START Passage given

The Clásico RCN (Spanish for RCN Classic) is an annual cycling road race that takes place over many stages through different regions of Colombia during October. It is organized by the Colombian Cycling Federation.

The event is sponsored by Radio Cadena Nacional, which is one of the oldest and largest radio networks in Colombia, and by a network of Colombian business in Medellín "Empresas Públicas de Medellín". The Clásico RCN and the Vuelta a Colombia are the most important stage races in Colombia.

History
The first event was held in 1961 and was won by Rubén Darío Gómez. Many well-known Colombian cyclists have won the event, including Martín Emilio Rodríguez, Fabio Parra, Luis Herrera and Rafael Antonio Niño.

During the 1980s, the Clásico RCN held several "open" events in which professional cycling teams from Europe came and competed in the race. It has been written that the reason for this was for Elite professionals in Europe to get altitude training in the early season in Colombia. Some of the teams competing in the Clásico RCN during the eighties included Peugeot–Shell–Michelin, Renault–Elf–Gitane, Sem–France Loire, La Vie Claire, Zor and Reynolds which resulted in stage wins by Pascal Simon, Laurent Fignon, Bernard Hinault, Charly Mottet and Martial Gayant. In the 1992 edition of the Clásico RCN, the  and Festina cycling teams competed where Sean Kelly, Claudio Chiappucci, Thomas Wegmüller won stages of the event.

END Passage given
START Data shown

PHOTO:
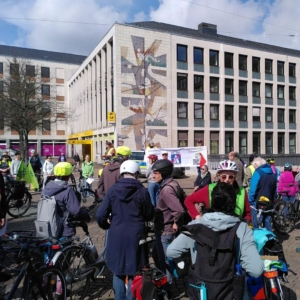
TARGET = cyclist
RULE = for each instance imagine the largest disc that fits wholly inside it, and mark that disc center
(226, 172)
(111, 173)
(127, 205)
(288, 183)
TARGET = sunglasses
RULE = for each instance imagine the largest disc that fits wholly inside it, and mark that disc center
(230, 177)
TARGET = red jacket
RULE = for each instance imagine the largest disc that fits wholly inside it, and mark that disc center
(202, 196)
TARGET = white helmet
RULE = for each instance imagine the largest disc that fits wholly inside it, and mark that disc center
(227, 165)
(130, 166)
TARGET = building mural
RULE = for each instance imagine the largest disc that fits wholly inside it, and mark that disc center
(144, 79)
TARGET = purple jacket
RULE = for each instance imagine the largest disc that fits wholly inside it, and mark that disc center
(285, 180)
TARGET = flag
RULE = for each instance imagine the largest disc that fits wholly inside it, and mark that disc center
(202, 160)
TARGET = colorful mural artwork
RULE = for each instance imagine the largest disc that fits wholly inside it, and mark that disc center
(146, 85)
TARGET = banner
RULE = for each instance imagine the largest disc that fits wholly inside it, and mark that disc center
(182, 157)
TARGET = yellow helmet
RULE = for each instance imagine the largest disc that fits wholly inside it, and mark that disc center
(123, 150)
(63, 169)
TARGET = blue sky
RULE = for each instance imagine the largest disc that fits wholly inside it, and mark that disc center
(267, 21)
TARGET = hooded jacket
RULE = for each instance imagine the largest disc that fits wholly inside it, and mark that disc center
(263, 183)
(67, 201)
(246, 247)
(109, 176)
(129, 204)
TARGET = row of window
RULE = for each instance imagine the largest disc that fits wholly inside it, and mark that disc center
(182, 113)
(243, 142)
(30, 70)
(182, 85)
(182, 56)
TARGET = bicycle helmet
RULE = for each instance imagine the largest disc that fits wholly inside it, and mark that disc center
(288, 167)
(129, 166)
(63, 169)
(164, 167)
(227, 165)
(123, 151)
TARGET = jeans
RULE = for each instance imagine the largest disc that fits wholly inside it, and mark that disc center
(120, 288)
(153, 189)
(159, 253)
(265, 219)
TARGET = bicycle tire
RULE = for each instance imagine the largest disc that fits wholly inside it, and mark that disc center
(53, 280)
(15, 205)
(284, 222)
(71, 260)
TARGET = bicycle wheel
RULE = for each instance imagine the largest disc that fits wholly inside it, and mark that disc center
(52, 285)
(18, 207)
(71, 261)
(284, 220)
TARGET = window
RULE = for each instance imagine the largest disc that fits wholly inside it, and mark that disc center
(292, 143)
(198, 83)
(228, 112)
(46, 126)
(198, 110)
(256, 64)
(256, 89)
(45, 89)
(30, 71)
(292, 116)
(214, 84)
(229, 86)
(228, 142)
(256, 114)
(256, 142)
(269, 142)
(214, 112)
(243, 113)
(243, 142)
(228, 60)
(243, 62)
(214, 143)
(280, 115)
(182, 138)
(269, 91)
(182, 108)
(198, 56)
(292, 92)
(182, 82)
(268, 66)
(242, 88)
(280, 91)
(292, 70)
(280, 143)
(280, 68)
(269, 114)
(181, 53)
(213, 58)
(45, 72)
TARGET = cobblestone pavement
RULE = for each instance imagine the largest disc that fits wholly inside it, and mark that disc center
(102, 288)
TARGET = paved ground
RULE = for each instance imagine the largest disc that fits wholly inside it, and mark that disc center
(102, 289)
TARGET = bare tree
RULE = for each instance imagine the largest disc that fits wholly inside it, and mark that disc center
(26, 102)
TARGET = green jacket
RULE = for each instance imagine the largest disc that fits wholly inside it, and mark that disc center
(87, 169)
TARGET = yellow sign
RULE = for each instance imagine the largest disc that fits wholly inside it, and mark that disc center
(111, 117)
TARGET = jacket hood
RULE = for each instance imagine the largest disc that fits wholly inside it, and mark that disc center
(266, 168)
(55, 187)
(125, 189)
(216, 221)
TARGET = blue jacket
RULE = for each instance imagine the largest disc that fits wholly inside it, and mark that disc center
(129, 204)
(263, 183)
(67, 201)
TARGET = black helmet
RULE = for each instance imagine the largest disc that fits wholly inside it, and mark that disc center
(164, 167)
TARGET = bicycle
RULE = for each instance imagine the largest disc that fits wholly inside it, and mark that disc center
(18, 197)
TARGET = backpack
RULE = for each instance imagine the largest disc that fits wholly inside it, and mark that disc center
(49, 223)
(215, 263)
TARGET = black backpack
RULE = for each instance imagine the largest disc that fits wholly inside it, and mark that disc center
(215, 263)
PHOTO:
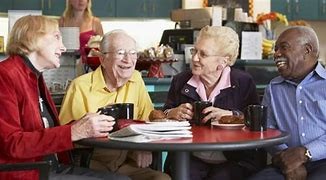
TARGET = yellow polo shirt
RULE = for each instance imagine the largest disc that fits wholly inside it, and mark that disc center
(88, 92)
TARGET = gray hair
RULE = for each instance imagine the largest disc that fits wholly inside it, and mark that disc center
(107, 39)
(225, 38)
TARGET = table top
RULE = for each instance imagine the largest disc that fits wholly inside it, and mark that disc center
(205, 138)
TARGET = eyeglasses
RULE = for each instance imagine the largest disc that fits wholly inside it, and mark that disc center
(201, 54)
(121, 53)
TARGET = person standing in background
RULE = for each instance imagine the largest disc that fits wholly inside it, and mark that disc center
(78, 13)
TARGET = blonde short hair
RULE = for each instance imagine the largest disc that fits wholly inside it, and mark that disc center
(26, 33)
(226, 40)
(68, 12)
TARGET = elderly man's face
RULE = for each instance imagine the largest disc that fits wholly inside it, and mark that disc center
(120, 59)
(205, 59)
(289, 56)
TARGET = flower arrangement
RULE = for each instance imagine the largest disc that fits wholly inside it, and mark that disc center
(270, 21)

END Data shown

> [Challenges]:
1. According to the Clásico RCN passage, who won the first edition of the race?
2. Please pull out, word for word, the section of the Clásico RCN passage from "The event is" to "races in Colombia.".

> [Solutions below]:
1. Rubén Darío Gómez won the first event, held in 1961.

2.
The event is sponsored by Radio Cadena Nacional, which is one of the oldest and largest radio networks in Colombia, and by a network of Colombian business in Medellín "Empresas Públicas de Medellín". The Clásico RCN and the Vuelta a Colombia are the most important stage races in Colombia.